INSTRUCTIONS:
A - In the post answering questions for atheists, what did the writer's six-page account describe?
B - Summarize the post answering questions for atheists in two sentences.

* BEGIN TEXT PROVIDED *

Answering 10 Questions for Every Atheist seems to think they have a set of questions that “Atheist Cannot Truly and Honestly REALLY Answer! Which leads to some interesting conclusions…”  They’d better be very interesting to warrant that mess of capital letters and using the word “atheist” like someone who doesn’t know English very well.  Let’s see what these stumpers apparently are.
1.       How Did You Become an Atheist?
2.       What happens when we die?
3.       What if you’re wrong? And there is a Heaven? And there is a HELL!
4.       Without God, where do you get your morality from?
5.       If there is no God, can we do what we want? Are we free to murder and rape? While good deeds are unrewarded?
6.       If there is no god, how does your life have any meaning?
7.       Where did the universe come from?
8.       What about miracles? What all the people who claim to have a connection with Jesus? What about those who claim to have seen saints or angels?
9.       What’s your view of Dawkins, Hitchens and Harris?
10.   If there is no God, then why does every society have a religion?
Sigh.  Here we go.

1.     How Did You Become an Atheist?
Lucky for you, I wrote a six-page account of my evolution from a young nominal Catholic to an agnostic atheist anti-theist, helpfully divided into three chronological chapters.
I’m rather puzzled why you think this is something that atheists cannot “truly and honestly” answer.  Is it because you’ve decided in advance that the only acceptable answers are “because I hate YHWH in particular!” or “because something bad happened to me and broke my mind,” and anything else is not “truly and honestly” answering?  I’ve met people who react that way to any atheist’s story of how they arrived where they are, and I have no good things to say about any of them.
2.    What happens when we die?
Look, TodayChristian, you impress no one when your list has as its second question the one that was the first question on a list I took care of a long time ago.  That tells me that you aren’t learning from the answers you get.  And if you’re just keeping the same list handy to use over and over again even after you learn that we actually DO have an answer for it and it’s a better answer than yours, then you’re not being an honest interlocutor.  One might even say you’re arguing in bad faith.
Go read that answer, for comprehension this time.
3.    What if you’re wrong? And there is a Heaven? And there is a HELL!

* END TEXT PROVIDED *
* BEGIN MATERIAL PROVIDED *

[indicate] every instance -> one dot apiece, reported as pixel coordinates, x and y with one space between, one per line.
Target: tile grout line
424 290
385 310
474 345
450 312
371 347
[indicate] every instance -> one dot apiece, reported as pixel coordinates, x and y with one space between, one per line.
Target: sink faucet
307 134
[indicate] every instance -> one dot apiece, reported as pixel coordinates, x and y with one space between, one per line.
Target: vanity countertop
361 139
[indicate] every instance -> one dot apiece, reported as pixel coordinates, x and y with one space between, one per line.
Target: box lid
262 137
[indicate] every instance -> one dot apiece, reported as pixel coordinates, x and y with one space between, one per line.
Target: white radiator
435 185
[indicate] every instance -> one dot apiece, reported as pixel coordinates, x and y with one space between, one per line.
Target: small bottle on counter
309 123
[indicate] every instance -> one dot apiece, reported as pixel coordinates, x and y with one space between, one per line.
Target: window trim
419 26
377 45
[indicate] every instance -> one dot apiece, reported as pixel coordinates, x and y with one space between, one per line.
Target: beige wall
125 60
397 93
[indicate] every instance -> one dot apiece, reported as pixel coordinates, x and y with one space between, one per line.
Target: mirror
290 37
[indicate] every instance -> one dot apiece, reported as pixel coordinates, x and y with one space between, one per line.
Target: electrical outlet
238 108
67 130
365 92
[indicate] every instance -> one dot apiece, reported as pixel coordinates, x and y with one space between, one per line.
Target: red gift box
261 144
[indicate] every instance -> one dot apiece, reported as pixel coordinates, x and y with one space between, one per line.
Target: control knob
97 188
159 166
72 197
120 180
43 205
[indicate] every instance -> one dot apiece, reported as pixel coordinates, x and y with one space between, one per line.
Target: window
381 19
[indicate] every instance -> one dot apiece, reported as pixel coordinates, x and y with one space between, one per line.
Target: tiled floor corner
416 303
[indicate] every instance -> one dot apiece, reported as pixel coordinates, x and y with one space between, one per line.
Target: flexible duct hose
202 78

* END MATERIAL PROVIDED *

RESULTS:
A - It described the writer's evolution from a young nominal Catholic to an agnostic atheist anti-theist, divided into three chronological chapters.

B - The post lists ten questions that TodayChristian claims atheists cannot truly and honestly answer, running from how one became an atheist to why every society has a religion. The writer answers the first by pointing to a six-page account of the move from nominal Catholic to agnostic atheist anti-theist, and dismisses the second as a repeat from an older list already answered, suggesting that reusing it amounts to arguing in bad faith.